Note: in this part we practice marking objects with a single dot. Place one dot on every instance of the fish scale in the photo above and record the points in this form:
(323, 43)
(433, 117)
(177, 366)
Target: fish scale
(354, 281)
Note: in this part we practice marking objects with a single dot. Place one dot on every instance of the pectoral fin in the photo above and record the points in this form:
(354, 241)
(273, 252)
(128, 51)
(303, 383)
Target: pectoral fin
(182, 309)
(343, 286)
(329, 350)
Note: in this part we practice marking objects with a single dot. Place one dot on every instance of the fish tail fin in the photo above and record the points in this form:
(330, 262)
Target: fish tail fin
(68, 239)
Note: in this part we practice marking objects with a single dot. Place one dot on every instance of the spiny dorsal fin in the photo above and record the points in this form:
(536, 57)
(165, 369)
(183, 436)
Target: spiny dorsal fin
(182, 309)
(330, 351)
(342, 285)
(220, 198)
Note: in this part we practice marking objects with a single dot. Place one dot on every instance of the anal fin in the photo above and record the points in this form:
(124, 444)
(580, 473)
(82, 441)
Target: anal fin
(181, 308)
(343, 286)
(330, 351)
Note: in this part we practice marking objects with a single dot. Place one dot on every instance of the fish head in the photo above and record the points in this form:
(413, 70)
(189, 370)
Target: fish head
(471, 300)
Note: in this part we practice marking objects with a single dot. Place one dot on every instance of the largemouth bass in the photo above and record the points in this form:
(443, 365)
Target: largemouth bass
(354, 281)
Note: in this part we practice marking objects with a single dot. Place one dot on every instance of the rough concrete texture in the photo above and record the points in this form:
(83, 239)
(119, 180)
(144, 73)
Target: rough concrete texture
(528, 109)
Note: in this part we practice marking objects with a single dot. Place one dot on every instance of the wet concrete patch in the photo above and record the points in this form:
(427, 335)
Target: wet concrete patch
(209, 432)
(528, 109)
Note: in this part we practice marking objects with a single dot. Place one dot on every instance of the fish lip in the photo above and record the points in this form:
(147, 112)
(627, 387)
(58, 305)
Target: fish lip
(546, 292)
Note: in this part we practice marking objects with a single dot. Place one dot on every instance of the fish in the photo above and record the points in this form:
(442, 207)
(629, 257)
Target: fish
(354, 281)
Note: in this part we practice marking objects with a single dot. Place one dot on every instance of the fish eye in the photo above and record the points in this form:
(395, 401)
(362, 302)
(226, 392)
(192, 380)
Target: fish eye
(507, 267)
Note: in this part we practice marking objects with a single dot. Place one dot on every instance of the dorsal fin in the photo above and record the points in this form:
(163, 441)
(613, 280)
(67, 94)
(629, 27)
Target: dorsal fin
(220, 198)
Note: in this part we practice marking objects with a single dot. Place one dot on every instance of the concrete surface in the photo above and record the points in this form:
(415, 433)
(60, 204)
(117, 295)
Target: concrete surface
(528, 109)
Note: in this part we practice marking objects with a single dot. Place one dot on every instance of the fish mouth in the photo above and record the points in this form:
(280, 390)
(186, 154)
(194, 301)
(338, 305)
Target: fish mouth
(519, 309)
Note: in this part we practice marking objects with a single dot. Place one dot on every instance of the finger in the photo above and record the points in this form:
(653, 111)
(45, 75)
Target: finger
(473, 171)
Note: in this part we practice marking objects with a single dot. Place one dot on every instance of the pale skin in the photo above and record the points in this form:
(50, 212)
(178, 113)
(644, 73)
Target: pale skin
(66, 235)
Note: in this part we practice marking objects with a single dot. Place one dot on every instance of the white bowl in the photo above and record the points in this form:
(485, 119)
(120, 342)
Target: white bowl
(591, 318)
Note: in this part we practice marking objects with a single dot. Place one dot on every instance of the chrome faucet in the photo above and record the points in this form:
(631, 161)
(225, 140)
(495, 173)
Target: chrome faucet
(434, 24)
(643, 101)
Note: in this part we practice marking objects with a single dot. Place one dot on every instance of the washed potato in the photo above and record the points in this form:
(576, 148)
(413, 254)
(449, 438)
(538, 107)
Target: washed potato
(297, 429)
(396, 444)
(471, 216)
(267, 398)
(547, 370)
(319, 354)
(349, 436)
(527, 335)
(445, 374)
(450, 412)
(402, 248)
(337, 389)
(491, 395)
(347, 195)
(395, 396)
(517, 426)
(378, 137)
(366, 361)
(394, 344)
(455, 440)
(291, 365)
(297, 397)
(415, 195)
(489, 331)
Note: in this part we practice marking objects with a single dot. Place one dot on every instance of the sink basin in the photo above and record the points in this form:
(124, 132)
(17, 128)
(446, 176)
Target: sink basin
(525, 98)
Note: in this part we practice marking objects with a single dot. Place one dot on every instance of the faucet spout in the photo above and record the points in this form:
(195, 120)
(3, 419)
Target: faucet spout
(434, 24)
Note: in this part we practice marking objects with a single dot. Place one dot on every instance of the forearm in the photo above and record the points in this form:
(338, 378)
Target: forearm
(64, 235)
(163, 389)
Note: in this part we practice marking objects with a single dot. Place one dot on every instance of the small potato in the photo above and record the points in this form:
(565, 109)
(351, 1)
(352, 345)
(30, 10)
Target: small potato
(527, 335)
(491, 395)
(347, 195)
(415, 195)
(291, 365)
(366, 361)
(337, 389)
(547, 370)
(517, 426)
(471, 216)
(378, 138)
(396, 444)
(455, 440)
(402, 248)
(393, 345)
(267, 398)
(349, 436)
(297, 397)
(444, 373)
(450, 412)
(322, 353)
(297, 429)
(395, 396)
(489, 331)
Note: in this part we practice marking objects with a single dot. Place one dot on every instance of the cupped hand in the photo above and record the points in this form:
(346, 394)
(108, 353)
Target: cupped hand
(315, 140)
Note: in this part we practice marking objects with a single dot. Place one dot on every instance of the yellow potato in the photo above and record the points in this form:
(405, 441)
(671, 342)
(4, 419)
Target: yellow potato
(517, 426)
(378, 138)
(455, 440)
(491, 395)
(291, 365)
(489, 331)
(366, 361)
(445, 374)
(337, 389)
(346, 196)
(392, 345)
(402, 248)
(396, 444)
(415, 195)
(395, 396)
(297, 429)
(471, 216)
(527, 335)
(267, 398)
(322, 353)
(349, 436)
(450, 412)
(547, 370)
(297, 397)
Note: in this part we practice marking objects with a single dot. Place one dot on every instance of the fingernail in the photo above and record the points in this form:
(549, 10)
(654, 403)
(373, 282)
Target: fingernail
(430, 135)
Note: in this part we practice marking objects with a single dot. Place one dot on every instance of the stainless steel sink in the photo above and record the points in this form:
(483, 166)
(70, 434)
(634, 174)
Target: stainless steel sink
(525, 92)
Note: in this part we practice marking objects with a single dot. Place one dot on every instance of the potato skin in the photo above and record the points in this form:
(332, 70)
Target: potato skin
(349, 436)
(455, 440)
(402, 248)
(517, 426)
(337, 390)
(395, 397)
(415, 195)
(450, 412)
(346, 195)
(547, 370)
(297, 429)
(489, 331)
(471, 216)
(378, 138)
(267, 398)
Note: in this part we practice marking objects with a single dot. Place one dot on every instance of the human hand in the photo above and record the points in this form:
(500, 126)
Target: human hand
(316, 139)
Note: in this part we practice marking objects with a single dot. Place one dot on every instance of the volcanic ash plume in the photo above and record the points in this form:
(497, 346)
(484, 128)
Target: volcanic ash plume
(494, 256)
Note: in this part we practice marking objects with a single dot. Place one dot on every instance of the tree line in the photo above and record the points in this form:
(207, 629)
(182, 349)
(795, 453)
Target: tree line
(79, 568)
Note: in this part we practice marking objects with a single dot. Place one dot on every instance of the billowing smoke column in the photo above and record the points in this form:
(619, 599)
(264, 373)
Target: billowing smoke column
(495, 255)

---

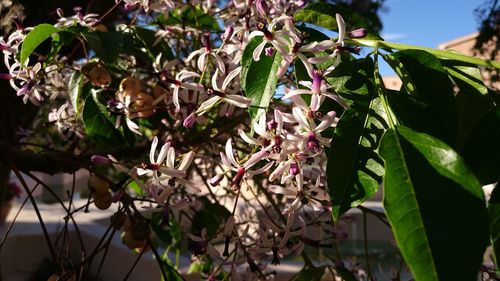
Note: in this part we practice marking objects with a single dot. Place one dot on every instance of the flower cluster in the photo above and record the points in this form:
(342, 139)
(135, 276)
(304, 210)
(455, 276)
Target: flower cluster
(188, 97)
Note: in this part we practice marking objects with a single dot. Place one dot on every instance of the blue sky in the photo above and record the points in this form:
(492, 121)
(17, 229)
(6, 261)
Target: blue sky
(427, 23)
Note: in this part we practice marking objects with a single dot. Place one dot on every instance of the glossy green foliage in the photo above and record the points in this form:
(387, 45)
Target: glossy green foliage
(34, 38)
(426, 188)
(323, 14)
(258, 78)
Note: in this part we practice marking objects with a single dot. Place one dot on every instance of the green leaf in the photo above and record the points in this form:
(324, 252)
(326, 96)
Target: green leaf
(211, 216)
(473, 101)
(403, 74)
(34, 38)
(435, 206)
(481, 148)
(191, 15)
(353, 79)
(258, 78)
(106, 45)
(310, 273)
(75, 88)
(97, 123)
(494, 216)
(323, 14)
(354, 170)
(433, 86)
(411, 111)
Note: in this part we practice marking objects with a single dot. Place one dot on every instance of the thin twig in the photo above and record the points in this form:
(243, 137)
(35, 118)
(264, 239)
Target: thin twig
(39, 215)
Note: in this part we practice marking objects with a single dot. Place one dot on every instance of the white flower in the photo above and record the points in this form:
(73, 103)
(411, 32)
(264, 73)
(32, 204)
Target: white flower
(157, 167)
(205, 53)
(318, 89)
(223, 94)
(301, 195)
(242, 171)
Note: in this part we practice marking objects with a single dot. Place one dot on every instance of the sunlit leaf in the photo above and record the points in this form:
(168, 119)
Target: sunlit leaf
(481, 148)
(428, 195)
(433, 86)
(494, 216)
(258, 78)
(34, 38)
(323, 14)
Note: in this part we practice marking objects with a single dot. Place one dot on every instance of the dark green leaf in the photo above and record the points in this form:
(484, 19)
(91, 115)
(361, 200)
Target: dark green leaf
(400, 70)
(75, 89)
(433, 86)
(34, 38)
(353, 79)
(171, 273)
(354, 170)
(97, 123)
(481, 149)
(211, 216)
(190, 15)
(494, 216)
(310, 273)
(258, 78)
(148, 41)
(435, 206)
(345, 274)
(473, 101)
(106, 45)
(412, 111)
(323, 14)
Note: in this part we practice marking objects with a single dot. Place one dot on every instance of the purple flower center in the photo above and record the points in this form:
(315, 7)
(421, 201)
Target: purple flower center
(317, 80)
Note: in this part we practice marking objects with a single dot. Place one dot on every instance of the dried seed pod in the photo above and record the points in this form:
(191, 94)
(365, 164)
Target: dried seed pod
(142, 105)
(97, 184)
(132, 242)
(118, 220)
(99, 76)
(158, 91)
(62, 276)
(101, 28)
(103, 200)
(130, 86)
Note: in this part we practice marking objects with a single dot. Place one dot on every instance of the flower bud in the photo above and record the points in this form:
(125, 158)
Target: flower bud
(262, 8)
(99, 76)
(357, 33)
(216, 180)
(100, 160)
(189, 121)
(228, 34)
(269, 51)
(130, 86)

• WRITTEN INSTRUCTION:
Pick out and copy every line of the data above that contains the word "dark". Match case exactly.

• FINAL RESULT:
Note: in this part we practice marking objects with a single dot. Place one dot on every instance of the dark green leaf in the photo above and record the points in this form:
Target: dark green leaf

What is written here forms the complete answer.